*Given exercise*:
Show each line of the records below that contains the string "hoodie", copying it in full; only matches in the same case count.

#####

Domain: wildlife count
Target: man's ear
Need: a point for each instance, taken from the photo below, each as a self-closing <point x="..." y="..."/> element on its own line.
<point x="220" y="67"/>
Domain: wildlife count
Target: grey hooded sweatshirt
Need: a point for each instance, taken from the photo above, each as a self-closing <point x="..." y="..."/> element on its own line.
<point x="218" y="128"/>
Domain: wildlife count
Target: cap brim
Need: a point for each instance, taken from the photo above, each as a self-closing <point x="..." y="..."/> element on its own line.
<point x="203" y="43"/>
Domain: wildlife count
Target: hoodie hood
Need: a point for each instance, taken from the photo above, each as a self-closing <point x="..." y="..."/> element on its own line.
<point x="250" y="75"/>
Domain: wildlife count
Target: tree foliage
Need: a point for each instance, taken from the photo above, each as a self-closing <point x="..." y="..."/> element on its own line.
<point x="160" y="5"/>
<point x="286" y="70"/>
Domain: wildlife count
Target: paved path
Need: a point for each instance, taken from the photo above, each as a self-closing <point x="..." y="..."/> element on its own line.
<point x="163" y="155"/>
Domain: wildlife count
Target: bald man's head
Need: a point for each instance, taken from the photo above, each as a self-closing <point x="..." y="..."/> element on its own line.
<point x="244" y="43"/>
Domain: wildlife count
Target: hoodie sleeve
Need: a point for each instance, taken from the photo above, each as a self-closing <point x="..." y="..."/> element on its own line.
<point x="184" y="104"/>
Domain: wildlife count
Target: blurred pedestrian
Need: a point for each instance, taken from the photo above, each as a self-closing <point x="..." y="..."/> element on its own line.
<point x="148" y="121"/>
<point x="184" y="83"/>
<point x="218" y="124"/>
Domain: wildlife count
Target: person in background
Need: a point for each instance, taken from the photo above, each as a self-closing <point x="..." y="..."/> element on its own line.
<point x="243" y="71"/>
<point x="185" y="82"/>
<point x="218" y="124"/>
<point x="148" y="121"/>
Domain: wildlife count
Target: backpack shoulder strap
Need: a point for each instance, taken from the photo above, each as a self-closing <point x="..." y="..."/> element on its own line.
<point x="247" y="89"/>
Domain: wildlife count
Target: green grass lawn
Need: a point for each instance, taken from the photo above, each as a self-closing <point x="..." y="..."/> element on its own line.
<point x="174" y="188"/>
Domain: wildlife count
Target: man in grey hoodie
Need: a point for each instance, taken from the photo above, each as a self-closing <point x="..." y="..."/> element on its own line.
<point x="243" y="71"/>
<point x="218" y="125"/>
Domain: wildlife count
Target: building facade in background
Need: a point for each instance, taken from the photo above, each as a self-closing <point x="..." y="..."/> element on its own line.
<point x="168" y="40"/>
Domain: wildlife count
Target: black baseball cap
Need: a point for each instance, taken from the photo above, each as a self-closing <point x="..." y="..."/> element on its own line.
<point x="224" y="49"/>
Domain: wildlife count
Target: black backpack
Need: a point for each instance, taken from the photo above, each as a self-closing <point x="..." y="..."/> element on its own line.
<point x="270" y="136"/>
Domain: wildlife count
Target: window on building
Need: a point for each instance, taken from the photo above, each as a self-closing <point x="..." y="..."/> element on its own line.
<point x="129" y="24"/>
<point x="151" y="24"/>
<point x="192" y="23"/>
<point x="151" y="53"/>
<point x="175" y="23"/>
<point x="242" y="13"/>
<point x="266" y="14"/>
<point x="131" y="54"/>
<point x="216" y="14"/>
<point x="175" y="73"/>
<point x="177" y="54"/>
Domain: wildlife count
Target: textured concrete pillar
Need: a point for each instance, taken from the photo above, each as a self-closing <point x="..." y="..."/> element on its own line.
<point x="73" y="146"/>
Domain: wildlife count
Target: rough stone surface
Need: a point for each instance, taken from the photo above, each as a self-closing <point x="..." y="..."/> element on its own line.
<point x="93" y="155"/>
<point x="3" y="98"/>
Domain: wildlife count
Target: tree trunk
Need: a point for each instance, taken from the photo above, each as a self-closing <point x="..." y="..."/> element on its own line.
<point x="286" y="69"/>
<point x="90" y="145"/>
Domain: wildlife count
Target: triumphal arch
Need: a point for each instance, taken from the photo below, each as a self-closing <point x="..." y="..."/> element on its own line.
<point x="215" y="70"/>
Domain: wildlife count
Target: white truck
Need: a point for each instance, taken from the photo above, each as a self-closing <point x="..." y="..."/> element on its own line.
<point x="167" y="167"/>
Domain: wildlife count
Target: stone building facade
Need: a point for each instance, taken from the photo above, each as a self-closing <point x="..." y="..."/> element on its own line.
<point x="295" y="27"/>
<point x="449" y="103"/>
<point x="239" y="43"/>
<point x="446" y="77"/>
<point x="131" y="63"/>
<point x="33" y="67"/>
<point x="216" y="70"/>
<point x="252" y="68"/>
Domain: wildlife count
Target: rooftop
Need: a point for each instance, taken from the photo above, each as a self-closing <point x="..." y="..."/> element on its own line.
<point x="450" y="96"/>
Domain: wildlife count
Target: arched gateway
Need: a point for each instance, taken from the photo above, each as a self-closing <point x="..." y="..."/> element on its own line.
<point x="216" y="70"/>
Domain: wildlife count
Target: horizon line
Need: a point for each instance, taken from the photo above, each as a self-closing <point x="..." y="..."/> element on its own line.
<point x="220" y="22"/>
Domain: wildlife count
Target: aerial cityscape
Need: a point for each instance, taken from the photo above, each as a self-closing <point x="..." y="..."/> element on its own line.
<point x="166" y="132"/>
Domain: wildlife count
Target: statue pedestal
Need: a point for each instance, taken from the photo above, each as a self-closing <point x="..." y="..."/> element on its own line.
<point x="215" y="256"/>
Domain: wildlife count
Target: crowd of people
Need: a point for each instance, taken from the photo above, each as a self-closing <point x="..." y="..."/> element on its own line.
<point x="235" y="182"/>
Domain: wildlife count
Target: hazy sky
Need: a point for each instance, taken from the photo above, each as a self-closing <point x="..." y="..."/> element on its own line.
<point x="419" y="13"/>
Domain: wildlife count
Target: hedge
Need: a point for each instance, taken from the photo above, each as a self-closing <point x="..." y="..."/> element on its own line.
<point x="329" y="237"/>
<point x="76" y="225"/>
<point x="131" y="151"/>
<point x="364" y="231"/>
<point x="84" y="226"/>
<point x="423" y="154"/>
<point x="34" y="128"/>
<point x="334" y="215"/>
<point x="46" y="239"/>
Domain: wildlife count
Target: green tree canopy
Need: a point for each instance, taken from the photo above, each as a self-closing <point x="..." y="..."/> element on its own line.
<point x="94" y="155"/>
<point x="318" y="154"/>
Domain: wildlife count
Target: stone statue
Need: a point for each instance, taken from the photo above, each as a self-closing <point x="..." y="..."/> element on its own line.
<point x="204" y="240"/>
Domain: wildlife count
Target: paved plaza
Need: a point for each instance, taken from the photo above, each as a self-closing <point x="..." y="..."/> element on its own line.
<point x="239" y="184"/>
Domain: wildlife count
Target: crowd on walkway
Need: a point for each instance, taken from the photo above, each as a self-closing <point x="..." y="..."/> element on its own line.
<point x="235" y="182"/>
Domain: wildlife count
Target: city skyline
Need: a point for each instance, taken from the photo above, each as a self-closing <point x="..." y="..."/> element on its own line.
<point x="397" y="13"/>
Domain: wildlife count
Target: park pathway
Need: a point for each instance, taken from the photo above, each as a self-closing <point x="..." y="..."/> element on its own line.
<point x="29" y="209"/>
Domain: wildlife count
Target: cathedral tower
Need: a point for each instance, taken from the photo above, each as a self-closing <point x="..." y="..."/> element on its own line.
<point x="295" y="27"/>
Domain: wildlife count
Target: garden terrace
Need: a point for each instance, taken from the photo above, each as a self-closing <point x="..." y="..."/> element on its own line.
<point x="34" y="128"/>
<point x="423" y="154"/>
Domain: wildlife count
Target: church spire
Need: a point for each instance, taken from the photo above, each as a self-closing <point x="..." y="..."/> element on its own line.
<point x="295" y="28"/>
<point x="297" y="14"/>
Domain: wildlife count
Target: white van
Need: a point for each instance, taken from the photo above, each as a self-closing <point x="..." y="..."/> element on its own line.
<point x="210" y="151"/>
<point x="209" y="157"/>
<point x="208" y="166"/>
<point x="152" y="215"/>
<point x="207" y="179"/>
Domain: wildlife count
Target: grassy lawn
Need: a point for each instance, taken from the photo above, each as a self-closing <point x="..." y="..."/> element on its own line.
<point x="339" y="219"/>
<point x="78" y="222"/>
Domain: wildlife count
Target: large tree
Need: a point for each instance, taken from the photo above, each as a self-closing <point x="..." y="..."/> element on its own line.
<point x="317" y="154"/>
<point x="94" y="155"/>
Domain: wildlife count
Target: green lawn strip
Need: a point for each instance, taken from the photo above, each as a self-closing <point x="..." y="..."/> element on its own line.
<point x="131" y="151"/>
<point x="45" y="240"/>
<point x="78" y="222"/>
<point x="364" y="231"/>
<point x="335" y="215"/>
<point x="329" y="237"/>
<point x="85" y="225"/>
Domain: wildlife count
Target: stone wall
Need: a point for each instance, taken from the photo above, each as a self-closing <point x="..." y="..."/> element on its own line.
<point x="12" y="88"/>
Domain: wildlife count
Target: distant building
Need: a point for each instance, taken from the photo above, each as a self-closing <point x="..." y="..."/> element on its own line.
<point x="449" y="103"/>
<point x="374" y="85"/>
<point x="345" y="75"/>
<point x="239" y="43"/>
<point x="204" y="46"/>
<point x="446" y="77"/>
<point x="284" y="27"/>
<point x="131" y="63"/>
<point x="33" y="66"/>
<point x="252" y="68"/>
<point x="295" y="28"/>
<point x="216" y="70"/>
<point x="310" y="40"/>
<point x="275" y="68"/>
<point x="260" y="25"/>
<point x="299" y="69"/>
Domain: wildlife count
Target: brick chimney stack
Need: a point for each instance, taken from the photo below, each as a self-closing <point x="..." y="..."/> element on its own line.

#####

*Expected answer*:
Target: hoodie hood
Target: hoodie sleeve
Target: man in grey hoodie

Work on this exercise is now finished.